Extend the highlights-and-limitations notes on conformal candidate selection for VICL, picking up right after their final bullet point.

§ **Text excerpt**:
━━━━━━━━━━━━━━━━━━━━

Highlights & Insights

  • This is the first work to provide rigorous statistical evidence that the similarity-first assumption in VICL is insufficiently robust.
  • Conformal prediction offers theoretically grounded, distribution-free coverage guarantees for reliable candidate selection, independent of the specific task.
  • Covering design is an elegant mathematical tool for systematically sampling pairwise relationships, introducing combinatorial optimization into ranking aggregation.
  • Both enhancement modules are inference-time modifications, incurring no additional training cost and enabling plug-and-play deployment.

Limitations & Future Work

  • Improvements are consistent but modest (~0.6% on average), with small folds constrained by calibration set size.
  • \(\alpha=0.85\) is uniformly set across all tasks; adaptive \(\alpha\) selection may yield further gains.

━━━━━━━━━━━━━━━━━━━━

Data records:
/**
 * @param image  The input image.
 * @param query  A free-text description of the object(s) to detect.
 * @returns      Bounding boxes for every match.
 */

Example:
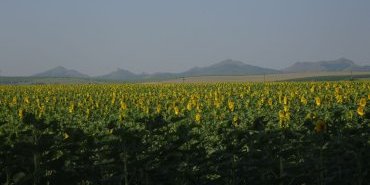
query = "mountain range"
[33,58,370,81]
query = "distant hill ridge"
[283,58,370,73]
[33,58,370,81]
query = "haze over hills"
[181,59,280,76]
[32,66,89,78]
[282,58,370,73]
[97,68,141,80]
[27,58,370,81]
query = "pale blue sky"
[0,0,370,75]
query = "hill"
[32,66,89,78]
[181,59,280,76]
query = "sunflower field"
[0,81,370,185]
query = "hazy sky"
[0,0,370,75]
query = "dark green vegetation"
[0,110,370,185]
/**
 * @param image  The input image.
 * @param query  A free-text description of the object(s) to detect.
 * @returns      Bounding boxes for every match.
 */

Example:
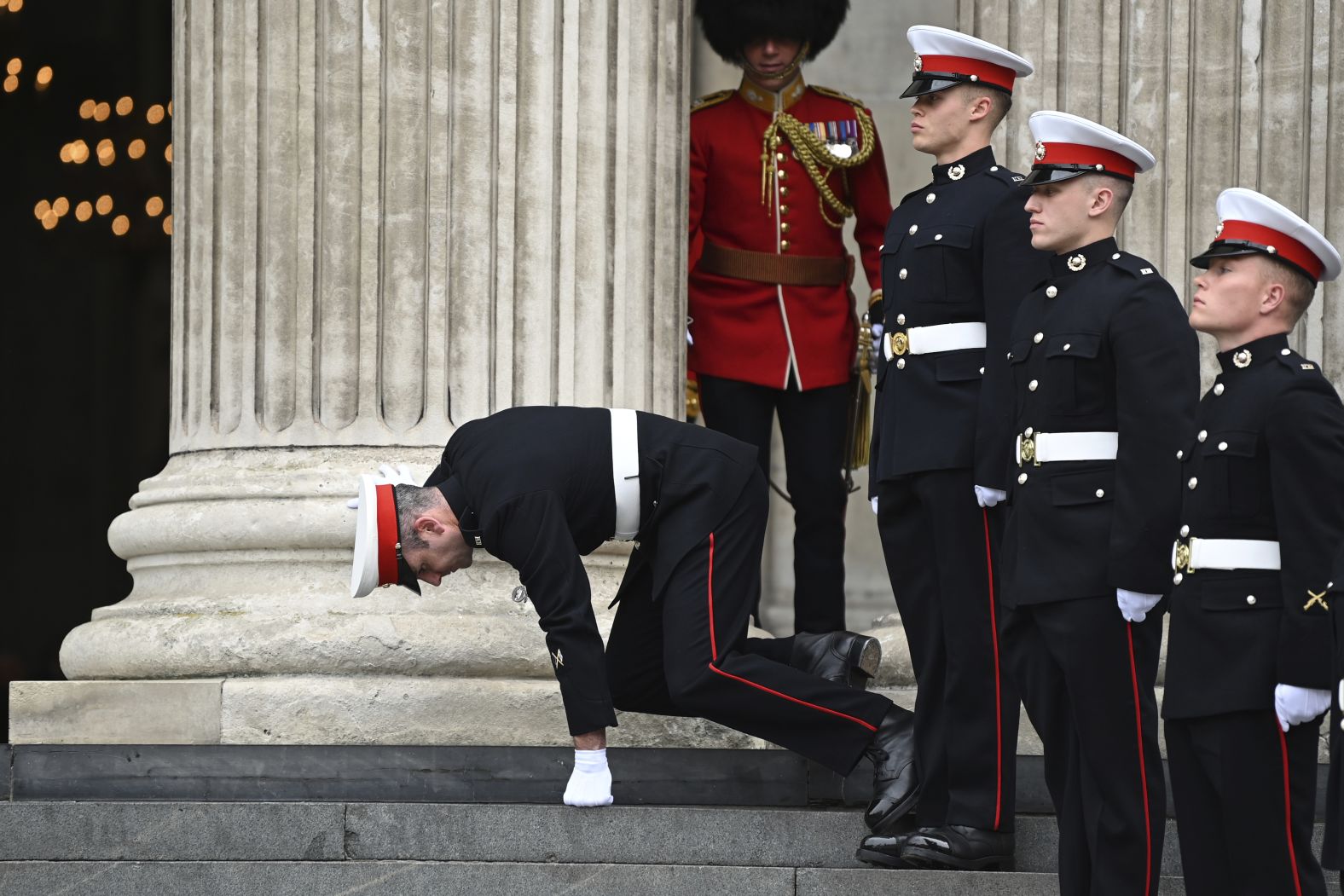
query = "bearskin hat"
[695,0,849,65]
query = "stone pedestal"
[11,0,715,746]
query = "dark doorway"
[0,0,172,739]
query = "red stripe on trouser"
[1125,622,1153,896]
[1274,714,1302,896]
[980,508,1004,830]
[705,532,878,731]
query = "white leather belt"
[882,322,985,361]
[611,407,640,541]
[1017,429,1120,466]
[1172,539,1279,572]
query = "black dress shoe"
[901,824,1013,870]
[789,632,882,691]
[854,815,933,868]
[863,705,919,835]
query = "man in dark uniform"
[994,112,1199,896]
[857,26,1048,869]
[686,0,891,633]
[350,407,918,824]
[1162,187,1344,896]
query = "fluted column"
[11,0,744,743]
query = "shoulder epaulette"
[808,84,868,109]
[1110,252,1160,277]
[691,90,737,112]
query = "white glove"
[1115,588,1162,622]
[345,464,420,511]
[976,485,1008,506]
[1274,685,1330,731]
[565,747,611,806]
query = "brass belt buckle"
[1017,430,1040,466]
[1176,539,1195,572]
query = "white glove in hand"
[1115,588,1162,622]
[976,485,1008,506]
[565,749,611,806]
[1274,685,1330,731]
[345,464,420,511]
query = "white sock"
[565,747,611,806]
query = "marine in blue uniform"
[991,112,1199,896]
[1162,187,1344,896]
[350,407,918,826]
[857,26,1047,869]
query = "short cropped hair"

━━━━━━━━━━━━━━━━━━━━

§ **Result for this exercise**:
  • Precomputation of covering designs may introduce non-trivial computational overhead for very large candidate sets (\(K > 100\)).
  • Validation is limited to MAE-VQGAN as the VICL backbone; generalizability to other visual foundation models remains unexplored.
  • The choice of conformity function (negative KL divergence) lacks systematic comparison against alternatives.
  • vs. Partial2Global (NeurIPS'24): A direct improvement; the core contributions lie in challenging the foundational assumption and correcting the sampling deficiency. Segmentation average mIoU improves from 38.40 → 39.02; detection from 30.66 → 30.94.
  • vs. VPR (NeurIPS'23): VPR relies entirely on similarity; this paper demonstrates that similarity with \(\bar{\rho}<0.06\) is insufficiently reliable.
  • vs. prompt-SelF: prompt-SelF employs voting-based ensemble (an orthogonal direction); RH-Partial2Global+voting = 43.08 > prompt-SelF = 41.02.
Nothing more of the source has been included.